Stored items from a collection:
──────────────────────────────

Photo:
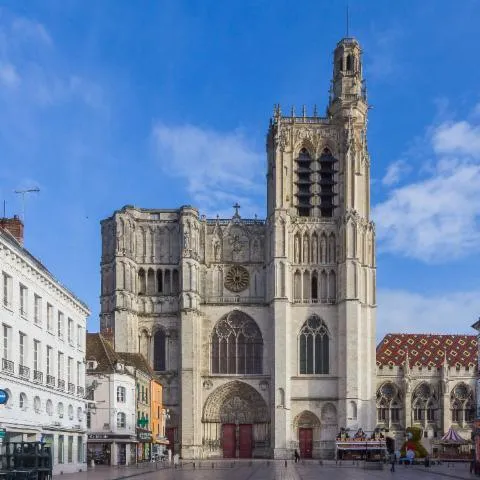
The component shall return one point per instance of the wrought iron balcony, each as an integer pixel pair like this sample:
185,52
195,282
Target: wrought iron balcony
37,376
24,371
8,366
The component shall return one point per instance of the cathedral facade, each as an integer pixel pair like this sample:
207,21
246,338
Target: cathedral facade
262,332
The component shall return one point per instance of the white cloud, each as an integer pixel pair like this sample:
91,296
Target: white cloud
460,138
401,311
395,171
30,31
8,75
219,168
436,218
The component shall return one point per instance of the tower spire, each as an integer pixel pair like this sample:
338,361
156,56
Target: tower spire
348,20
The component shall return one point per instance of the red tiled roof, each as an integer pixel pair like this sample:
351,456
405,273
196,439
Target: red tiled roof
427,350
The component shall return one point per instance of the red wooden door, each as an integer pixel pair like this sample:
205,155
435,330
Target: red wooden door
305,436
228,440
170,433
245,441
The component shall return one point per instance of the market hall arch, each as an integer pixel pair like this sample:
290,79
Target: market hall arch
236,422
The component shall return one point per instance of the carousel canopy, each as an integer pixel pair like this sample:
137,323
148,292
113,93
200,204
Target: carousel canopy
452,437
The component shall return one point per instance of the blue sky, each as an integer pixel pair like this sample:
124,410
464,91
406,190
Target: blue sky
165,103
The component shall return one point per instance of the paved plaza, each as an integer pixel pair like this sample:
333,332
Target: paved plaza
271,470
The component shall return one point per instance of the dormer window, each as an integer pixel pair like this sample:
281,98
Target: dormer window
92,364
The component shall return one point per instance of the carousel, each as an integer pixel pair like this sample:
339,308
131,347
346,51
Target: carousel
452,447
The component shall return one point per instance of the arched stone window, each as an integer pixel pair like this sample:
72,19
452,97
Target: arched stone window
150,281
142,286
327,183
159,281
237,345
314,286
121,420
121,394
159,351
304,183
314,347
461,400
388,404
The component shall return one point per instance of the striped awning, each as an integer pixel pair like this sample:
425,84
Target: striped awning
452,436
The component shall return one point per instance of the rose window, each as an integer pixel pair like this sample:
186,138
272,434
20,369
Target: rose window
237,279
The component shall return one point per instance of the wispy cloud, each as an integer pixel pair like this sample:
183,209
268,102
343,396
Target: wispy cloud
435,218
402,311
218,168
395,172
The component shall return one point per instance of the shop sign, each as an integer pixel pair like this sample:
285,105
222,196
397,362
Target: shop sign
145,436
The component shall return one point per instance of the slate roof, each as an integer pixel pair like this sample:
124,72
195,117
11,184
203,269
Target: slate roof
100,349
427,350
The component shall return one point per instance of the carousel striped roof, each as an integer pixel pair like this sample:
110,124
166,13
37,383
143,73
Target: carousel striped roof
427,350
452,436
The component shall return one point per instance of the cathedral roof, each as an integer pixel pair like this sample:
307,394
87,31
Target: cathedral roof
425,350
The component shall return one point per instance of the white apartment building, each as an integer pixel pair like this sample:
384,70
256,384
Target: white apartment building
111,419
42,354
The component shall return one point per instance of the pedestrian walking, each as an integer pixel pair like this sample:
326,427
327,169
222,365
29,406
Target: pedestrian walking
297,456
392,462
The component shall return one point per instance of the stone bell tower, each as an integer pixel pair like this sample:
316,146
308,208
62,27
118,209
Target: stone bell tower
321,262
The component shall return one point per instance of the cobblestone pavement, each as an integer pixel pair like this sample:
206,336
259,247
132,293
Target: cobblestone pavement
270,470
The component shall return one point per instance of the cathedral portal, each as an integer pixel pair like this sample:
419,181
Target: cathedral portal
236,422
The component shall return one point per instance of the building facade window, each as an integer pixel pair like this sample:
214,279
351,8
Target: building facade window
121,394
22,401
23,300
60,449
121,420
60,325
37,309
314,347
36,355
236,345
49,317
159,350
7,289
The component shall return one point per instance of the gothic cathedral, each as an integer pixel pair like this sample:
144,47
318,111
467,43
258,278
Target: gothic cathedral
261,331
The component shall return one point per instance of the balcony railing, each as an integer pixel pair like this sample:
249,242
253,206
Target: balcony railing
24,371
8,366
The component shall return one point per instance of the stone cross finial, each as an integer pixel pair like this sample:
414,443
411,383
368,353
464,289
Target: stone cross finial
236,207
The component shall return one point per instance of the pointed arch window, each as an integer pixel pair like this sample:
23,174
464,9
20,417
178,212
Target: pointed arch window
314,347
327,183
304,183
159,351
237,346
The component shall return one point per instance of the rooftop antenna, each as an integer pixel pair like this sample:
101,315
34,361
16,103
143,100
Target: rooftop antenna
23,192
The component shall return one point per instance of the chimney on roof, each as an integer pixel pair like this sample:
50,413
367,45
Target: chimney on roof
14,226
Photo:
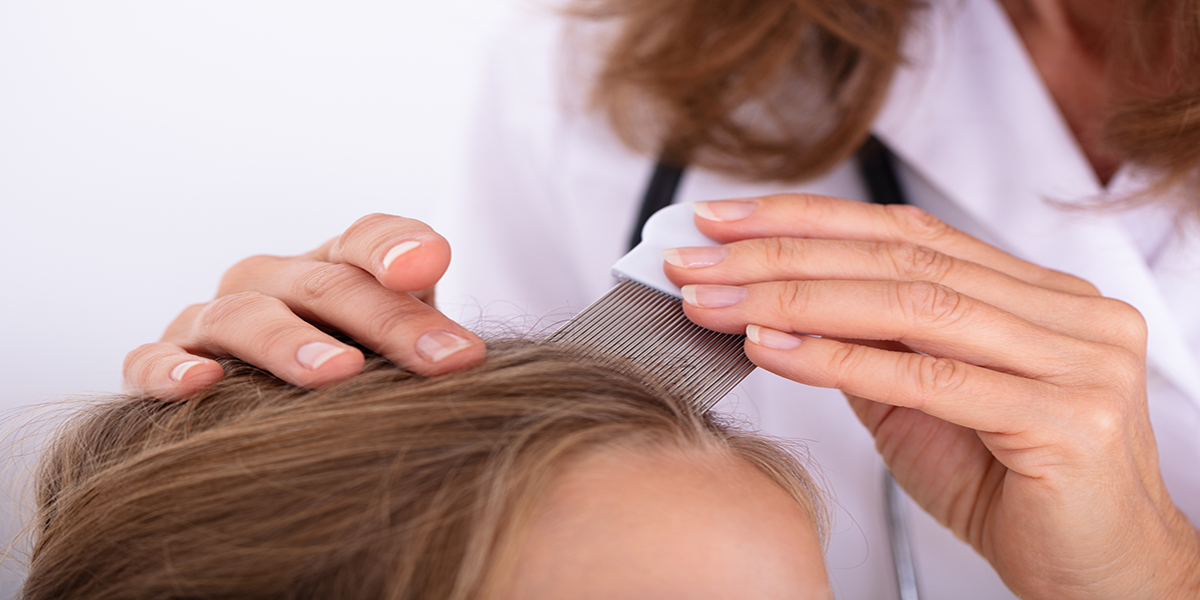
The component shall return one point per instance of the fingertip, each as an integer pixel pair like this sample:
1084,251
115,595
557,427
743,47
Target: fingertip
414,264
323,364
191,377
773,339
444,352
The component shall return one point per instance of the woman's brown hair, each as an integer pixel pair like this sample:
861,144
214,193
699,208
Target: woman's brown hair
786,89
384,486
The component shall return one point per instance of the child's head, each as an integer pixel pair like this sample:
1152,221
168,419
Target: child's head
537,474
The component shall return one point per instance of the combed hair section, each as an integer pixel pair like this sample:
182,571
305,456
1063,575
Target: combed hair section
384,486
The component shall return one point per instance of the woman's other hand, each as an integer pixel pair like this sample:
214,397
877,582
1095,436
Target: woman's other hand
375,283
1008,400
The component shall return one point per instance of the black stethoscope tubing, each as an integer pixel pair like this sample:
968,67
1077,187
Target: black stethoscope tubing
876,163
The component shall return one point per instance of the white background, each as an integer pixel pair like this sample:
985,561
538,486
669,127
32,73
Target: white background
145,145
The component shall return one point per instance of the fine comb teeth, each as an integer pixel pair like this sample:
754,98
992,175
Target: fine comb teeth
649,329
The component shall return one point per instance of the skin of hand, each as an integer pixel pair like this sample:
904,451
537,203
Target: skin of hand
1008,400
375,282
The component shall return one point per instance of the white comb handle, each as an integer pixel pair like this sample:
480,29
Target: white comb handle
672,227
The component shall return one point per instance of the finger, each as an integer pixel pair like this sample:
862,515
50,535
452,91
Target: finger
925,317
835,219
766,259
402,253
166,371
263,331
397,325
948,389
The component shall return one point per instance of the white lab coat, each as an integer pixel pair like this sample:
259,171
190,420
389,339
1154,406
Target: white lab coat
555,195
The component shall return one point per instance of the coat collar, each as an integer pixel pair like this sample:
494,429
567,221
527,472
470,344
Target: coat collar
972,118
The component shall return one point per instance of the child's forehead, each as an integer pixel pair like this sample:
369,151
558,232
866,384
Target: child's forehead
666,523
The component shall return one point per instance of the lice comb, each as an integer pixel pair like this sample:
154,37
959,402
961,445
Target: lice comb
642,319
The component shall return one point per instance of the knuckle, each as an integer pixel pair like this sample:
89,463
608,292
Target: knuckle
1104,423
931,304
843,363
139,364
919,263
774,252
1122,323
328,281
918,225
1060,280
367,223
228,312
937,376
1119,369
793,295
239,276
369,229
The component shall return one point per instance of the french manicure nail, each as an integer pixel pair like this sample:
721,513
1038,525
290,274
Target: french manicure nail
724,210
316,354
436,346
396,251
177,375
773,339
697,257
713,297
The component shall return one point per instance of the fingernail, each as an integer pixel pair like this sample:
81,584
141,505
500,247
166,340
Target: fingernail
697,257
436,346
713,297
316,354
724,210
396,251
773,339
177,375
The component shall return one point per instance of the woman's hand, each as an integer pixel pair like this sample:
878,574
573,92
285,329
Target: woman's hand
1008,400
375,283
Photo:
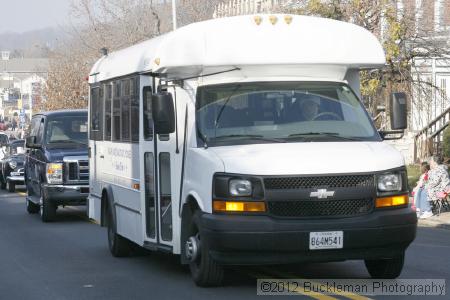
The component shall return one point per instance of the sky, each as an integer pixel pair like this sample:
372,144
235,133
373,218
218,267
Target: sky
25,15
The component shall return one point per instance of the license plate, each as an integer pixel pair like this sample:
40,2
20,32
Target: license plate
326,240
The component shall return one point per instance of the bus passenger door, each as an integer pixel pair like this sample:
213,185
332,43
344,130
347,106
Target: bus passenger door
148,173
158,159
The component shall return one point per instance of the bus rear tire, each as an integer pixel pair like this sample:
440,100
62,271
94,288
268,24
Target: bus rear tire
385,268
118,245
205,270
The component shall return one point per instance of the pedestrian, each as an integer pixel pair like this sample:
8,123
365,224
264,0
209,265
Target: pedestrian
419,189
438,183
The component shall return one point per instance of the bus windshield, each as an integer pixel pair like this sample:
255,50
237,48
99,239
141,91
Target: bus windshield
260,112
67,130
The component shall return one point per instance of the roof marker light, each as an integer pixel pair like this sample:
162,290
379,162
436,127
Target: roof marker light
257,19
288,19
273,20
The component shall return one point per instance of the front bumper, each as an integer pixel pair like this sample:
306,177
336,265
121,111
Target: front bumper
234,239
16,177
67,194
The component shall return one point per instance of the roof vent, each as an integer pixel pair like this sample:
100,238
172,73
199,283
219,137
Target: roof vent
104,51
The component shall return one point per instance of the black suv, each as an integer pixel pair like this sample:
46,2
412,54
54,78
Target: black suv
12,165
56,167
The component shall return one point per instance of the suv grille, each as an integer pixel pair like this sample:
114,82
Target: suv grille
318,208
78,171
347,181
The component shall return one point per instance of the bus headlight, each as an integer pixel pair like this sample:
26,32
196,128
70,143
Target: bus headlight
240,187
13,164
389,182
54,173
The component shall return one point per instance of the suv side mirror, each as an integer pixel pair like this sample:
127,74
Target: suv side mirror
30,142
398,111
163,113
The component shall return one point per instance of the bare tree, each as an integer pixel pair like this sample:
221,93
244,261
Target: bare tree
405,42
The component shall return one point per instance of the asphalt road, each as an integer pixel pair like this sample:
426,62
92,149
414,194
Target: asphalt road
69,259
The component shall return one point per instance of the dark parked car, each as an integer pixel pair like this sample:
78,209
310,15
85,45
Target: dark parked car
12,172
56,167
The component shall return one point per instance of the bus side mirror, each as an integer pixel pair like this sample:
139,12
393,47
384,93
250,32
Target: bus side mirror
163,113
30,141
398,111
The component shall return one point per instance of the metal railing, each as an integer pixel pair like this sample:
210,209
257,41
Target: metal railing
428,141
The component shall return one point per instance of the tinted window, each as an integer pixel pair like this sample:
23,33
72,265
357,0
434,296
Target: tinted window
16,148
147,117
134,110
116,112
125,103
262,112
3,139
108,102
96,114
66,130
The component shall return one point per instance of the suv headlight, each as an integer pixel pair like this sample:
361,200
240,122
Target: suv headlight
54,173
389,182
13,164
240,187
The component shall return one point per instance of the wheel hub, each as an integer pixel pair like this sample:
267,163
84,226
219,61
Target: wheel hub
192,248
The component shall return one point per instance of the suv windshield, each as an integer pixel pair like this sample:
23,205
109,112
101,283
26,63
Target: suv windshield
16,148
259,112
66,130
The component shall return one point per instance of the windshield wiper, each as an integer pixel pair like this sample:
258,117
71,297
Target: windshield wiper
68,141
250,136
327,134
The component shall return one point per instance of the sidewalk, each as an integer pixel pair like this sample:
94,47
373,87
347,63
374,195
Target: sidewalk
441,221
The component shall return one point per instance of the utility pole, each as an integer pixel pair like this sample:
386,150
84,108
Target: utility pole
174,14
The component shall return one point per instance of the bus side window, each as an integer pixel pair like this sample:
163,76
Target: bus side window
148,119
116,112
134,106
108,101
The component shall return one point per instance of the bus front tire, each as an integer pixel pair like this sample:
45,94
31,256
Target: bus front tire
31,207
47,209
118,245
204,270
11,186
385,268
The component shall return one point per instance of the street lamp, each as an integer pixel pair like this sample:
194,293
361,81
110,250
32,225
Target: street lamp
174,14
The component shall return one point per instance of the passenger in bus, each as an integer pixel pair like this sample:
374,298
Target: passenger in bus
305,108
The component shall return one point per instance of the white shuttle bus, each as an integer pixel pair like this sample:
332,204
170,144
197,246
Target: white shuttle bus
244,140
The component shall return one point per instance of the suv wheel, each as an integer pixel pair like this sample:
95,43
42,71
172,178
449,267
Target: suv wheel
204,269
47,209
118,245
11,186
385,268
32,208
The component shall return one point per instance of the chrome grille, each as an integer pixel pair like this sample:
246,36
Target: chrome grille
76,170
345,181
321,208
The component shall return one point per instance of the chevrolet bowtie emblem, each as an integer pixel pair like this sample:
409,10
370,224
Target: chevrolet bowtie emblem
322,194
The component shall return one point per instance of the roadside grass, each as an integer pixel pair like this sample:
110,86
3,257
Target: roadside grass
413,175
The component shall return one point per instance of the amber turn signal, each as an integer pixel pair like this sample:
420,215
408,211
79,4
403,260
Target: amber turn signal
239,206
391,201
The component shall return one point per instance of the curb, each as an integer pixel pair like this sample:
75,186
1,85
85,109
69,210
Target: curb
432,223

──────────────────────────────

Written request:
Quote exactly what appears from the line containing "the white shuttle" through the final line of the listing above, including both of those lines.

Written answer:
The component shall return one point per instance of the white shuttle bus, each as an integer pixel pair like this sample:
332,204
170,144
197,246
Target: white shuttle bus
244,140
The component shall return one point per instance of the suv wheel, each as an integer pixel pair like this sample:
95,43
42,71
172,178
449,267
Target: suv wheel
204,269
47,209
118,245
11,186
385,268
32,208
The component shall return one point per instance of the chrome grille, each as an integer pixel pair like this sample:
246,36
Target: chrome grille
76,170
345,181
321,208
The component shall return one point per instance of the chevrolet bowtie emblem, each as an integer pixel pair like this sample:
409,10
370,224
Target: chevrolet bowtie emblem
322,194
The component shall return one point per instance of the roadside grass, each as an integer pixel pair like this sample:
110,86
3,257
Target: roadside grass
413,175
The component shall return one point per instance of the amber turn signal, each as an integer pixel pair like this sample:
420,215
408,211
79,4
403,260
Target: amber turn signal
239,206
391,201
The component shall return one point per instance of the curb, each as an integer pixel pair like this sample:
75,186
1,85
85,109
69,210
Target: curb
432,223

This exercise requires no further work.